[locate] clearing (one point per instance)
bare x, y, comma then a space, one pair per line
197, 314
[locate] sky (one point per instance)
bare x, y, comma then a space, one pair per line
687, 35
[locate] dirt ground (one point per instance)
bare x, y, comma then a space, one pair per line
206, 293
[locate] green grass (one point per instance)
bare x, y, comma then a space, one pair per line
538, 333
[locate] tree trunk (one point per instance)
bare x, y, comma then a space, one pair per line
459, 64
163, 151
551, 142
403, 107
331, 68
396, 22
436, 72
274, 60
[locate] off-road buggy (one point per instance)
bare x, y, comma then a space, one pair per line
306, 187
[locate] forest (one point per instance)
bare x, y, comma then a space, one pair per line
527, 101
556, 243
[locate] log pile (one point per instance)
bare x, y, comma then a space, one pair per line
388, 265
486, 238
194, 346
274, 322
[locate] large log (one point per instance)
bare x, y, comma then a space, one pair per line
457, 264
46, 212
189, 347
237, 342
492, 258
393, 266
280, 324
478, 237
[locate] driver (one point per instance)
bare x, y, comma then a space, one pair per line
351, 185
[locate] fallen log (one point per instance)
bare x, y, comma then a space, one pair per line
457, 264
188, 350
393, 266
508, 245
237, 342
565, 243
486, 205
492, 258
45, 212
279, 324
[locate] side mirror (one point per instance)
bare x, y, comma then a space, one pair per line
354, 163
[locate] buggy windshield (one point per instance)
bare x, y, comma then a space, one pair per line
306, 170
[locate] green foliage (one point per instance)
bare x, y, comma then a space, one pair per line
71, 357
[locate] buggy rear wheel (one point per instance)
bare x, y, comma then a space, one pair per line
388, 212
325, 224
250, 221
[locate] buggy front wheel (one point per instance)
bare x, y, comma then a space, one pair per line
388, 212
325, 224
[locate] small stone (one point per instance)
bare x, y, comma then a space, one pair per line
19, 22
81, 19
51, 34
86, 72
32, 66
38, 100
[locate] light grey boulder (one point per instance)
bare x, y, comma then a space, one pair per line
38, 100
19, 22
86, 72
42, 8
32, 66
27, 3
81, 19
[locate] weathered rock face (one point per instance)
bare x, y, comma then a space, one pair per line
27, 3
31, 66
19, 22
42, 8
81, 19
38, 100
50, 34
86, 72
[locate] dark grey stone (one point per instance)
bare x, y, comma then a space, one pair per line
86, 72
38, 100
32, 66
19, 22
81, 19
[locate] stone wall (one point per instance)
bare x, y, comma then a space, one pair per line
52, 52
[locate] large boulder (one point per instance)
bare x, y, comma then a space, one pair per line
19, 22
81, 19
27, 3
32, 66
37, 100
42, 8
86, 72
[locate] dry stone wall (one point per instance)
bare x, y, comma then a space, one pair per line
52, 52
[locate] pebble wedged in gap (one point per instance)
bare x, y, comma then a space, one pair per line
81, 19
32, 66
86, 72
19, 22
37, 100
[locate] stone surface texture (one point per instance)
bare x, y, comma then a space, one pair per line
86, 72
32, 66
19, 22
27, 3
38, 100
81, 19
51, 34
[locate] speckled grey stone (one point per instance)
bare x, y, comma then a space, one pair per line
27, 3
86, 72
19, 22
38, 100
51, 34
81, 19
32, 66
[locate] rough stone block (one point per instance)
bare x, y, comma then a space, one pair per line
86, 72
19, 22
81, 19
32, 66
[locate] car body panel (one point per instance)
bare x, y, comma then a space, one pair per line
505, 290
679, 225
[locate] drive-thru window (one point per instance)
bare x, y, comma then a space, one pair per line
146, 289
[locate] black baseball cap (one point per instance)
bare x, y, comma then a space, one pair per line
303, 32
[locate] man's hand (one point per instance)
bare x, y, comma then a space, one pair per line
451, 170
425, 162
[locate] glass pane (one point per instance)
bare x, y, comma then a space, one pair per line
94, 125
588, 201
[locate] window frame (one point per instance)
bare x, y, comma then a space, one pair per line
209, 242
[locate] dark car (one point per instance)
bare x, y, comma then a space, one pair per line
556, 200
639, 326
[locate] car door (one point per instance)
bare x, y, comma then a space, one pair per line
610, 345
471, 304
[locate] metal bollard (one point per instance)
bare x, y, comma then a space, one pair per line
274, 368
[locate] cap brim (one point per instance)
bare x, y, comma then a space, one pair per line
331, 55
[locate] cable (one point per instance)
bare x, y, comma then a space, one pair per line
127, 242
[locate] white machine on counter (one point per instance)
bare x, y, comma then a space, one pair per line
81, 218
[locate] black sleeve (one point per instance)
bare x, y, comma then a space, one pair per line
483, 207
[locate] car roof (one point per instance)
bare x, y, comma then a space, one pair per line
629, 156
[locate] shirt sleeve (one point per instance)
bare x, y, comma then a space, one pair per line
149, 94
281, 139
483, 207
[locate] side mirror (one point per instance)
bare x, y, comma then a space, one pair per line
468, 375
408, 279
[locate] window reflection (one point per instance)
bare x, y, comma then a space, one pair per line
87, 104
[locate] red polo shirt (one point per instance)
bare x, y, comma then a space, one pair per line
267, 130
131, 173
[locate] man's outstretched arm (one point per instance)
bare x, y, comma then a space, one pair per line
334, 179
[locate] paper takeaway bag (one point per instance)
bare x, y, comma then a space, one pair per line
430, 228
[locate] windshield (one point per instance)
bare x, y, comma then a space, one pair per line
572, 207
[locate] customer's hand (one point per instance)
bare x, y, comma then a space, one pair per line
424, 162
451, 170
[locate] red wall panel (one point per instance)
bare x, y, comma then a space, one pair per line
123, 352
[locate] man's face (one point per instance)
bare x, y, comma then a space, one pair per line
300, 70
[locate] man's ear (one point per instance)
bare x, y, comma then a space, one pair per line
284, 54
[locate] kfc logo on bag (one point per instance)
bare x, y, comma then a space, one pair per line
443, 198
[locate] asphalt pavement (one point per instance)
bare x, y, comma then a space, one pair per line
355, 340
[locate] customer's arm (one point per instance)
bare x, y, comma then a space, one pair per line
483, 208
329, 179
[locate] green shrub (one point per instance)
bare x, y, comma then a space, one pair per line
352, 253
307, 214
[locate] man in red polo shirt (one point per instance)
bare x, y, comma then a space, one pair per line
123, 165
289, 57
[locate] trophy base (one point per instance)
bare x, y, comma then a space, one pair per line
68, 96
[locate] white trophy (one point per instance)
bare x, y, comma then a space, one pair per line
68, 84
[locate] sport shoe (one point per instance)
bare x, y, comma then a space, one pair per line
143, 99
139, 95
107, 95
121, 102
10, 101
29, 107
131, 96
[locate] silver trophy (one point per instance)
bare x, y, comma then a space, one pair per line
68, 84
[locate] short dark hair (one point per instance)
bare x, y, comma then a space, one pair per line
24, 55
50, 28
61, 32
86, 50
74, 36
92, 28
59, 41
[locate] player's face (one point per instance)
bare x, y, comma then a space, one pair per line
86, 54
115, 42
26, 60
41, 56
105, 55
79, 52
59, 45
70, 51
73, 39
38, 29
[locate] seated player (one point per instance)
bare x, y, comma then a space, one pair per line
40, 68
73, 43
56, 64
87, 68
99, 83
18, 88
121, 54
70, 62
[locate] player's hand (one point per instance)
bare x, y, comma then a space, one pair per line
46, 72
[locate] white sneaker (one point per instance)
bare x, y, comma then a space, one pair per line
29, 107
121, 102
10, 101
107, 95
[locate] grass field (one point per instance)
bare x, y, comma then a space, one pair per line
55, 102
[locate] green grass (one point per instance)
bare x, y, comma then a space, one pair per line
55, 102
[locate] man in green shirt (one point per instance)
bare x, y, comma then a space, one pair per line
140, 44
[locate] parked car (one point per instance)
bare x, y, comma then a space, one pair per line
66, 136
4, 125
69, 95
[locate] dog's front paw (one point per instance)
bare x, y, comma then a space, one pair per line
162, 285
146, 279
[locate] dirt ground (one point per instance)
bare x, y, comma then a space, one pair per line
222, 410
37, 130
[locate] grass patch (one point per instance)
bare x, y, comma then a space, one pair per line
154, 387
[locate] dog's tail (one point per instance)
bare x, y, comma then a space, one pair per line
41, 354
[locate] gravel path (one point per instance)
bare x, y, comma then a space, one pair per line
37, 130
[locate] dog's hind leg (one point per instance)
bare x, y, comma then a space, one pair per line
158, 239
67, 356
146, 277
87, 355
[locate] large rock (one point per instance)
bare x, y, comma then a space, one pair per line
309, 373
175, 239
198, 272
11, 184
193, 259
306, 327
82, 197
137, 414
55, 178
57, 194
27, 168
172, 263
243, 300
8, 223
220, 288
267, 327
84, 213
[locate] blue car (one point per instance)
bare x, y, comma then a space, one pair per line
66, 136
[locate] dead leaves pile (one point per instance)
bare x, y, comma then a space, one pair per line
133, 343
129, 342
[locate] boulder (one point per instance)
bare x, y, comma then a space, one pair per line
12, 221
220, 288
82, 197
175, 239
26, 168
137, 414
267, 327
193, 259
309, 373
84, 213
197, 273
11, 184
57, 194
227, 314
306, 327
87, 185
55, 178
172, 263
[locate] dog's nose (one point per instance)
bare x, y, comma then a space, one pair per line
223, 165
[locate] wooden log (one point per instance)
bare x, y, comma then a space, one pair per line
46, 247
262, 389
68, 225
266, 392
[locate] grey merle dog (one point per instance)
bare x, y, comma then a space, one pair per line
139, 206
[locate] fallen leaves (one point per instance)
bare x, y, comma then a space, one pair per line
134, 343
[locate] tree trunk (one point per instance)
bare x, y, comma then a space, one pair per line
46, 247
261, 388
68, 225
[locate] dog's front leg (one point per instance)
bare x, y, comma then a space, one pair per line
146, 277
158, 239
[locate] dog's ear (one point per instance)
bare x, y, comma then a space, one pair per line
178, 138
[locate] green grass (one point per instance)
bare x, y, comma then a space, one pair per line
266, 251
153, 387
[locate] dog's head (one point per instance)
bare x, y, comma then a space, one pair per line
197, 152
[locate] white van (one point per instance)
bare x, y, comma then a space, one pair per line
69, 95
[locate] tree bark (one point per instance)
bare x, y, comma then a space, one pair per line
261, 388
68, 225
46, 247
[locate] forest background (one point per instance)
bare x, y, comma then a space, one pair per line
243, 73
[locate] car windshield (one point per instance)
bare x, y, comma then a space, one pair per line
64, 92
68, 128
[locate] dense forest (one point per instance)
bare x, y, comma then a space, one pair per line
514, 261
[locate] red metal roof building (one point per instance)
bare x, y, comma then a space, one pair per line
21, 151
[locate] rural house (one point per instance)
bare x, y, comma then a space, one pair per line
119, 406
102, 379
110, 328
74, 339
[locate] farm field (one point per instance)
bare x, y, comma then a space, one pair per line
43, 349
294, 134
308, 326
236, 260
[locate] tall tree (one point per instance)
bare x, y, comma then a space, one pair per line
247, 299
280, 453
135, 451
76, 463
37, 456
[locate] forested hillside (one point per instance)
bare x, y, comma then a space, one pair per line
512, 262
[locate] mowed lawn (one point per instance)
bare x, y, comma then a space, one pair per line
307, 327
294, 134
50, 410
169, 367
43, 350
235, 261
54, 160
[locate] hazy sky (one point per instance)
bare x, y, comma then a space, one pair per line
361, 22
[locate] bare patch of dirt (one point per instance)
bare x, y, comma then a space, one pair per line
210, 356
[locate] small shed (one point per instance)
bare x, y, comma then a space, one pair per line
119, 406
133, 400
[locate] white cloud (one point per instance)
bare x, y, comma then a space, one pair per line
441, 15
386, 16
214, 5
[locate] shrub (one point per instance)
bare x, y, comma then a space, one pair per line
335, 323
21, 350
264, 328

■ **Objective**
Retype, exactly and only, the lines running from the one with "[locate] tall tree (one point per instance)" through the final line of the listing above.

■ **Result of this exercise**
[locate] tall tree (one point per instance)
bare x, y, comma then a space, one pair per line
247, 299
280, 453
135, 451
76, 463
37, 456
[locate] forested hillside (one point per instance)
bare x, y, comma then a space, one pair per line
512, 262
[locate] mowed lawn (one point per instance)
bare x, y, comma then a space, one pair per line
307, 327
294, 134
50, 410
169, 367
43, 350
235, 261
54, 160
[locate] hazy sky (one point per instance)
bare x, y, comma then a space, one pair per line
361, 22
[locate] bare patch of dirt (one point per instance)
bare x, y, comma then a space, one pair per line
210, 356
[locate] small shed (one point per instance)
bare x, y, comma then a space, one pair per line
119, 406
133, 400
[locate] white cloud (one point per instance)
bare x, y, comma then a space, one pair per line
441, 15
386, 16
214, 5
[locate] shrub (one point per instance)
bare x, y, comma then a space, one pair per line
335, 323
21, 350
264, 328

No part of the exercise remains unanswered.